SHORT TASK.
Gather every line of the material below that contains the string "firefighter" and copy each one out in full.

RECORDS TO PROCESS.
========================================

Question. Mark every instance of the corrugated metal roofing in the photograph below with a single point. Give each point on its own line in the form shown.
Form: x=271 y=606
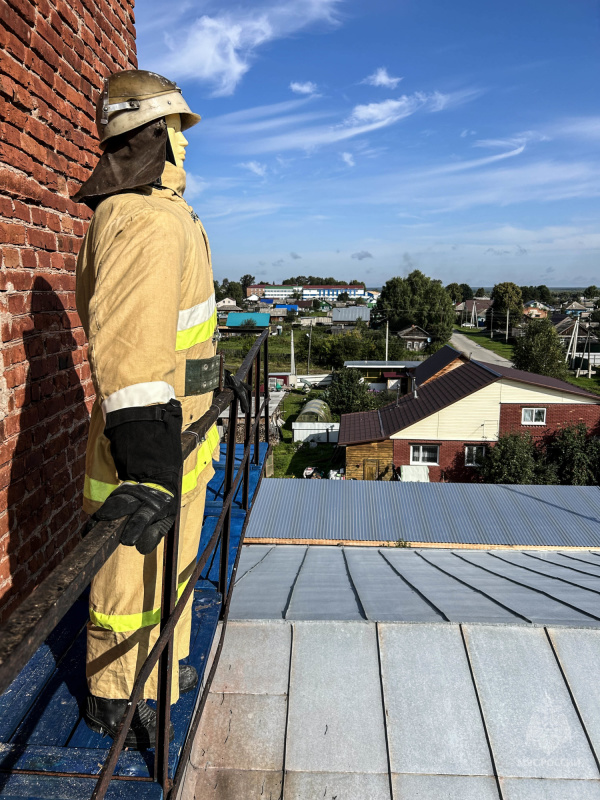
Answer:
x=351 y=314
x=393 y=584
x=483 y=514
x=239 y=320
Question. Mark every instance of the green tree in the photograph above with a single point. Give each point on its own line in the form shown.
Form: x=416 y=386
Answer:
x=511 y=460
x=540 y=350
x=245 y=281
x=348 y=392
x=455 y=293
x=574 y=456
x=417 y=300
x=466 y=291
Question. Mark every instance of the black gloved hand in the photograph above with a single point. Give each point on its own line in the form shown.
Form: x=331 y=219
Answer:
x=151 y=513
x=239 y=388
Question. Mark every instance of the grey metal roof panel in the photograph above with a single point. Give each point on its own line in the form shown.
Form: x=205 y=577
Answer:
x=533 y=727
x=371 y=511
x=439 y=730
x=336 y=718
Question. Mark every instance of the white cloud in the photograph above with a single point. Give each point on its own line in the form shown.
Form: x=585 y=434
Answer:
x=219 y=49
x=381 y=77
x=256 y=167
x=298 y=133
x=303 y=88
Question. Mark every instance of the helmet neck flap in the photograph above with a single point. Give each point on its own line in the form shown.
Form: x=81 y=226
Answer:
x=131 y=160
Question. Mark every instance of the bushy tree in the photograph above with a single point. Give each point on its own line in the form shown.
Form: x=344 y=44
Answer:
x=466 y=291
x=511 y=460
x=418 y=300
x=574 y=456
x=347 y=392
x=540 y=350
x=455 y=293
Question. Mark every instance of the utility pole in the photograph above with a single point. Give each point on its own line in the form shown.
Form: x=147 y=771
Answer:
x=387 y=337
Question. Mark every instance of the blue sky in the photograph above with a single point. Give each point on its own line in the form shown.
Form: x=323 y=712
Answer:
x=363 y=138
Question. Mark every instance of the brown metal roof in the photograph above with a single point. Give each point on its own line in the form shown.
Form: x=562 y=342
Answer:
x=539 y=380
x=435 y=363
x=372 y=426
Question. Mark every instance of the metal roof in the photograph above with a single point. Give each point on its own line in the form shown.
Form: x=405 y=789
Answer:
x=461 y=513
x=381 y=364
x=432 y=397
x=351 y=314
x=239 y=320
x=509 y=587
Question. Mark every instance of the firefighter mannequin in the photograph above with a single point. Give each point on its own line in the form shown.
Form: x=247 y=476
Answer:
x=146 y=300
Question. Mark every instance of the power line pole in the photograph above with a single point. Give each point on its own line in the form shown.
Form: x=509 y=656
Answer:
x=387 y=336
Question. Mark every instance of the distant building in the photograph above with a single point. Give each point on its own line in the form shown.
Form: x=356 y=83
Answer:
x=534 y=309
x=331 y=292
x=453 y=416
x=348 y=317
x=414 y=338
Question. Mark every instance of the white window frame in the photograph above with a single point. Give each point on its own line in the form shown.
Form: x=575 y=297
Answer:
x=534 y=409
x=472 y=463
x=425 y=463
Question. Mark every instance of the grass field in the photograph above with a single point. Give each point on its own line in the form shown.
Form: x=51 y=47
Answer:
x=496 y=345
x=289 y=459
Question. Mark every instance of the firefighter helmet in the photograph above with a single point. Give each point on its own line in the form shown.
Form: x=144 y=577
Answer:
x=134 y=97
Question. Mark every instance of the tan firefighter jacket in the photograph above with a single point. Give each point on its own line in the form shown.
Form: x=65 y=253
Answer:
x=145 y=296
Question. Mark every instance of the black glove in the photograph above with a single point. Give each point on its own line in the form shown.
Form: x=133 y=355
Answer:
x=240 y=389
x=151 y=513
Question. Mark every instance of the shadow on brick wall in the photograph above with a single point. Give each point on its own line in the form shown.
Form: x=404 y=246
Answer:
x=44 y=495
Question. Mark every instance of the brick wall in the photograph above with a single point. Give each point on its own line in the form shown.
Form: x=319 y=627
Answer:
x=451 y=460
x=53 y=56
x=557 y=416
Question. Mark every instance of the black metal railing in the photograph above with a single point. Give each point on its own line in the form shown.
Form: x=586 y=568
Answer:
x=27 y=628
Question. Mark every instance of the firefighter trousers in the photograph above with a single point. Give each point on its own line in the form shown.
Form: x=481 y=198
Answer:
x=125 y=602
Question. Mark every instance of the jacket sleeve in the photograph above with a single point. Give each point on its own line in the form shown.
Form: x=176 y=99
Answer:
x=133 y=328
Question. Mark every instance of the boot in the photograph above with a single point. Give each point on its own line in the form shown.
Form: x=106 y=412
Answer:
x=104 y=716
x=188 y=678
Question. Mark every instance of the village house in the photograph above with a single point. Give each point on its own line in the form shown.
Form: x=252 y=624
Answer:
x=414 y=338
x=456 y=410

========================================

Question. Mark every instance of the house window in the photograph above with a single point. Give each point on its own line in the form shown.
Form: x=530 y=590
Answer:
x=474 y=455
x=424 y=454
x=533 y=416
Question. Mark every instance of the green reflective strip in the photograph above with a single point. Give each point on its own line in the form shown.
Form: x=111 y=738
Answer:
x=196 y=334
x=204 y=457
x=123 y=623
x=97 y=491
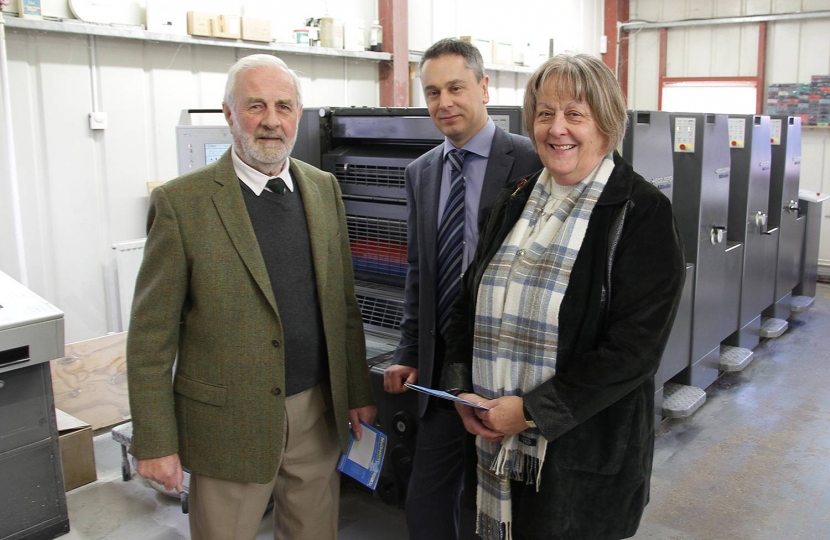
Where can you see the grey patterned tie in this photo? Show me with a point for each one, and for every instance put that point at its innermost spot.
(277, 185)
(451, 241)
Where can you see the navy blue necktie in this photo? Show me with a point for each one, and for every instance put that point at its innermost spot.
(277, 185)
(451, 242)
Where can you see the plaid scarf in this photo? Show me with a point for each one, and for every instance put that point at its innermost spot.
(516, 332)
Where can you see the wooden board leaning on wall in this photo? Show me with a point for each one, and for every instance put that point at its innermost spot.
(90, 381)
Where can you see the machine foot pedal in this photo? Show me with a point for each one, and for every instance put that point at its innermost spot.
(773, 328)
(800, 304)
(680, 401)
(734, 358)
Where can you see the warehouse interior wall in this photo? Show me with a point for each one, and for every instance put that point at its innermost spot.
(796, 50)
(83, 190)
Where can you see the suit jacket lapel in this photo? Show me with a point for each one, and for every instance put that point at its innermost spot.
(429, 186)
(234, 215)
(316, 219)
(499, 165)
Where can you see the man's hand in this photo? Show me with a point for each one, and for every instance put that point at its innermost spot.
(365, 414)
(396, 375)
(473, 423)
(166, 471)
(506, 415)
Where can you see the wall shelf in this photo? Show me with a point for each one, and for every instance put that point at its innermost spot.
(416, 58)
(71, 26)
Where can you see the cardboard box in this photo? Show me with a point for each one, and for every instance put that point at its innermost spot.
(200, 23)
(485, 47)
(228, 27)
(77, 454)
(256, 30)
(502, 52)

========================================

SOLUTION.
Question. Mark every instance of the firefighter mannequin in the photograph above with a single point. Give each point on its own line in the form shown.
Question. Mark every instance of the firefighter helmet in the photograph above with a single point. Give each point on its own line in the form shown.
Question. Mark every instance of the tan firefighter jacket in the photograph above with a single point. Give each point on its own line in the form shown.
Question. Mark every instance of the firefighter trousers in the photograph above with a single point. Give each point on its own line in the form shown.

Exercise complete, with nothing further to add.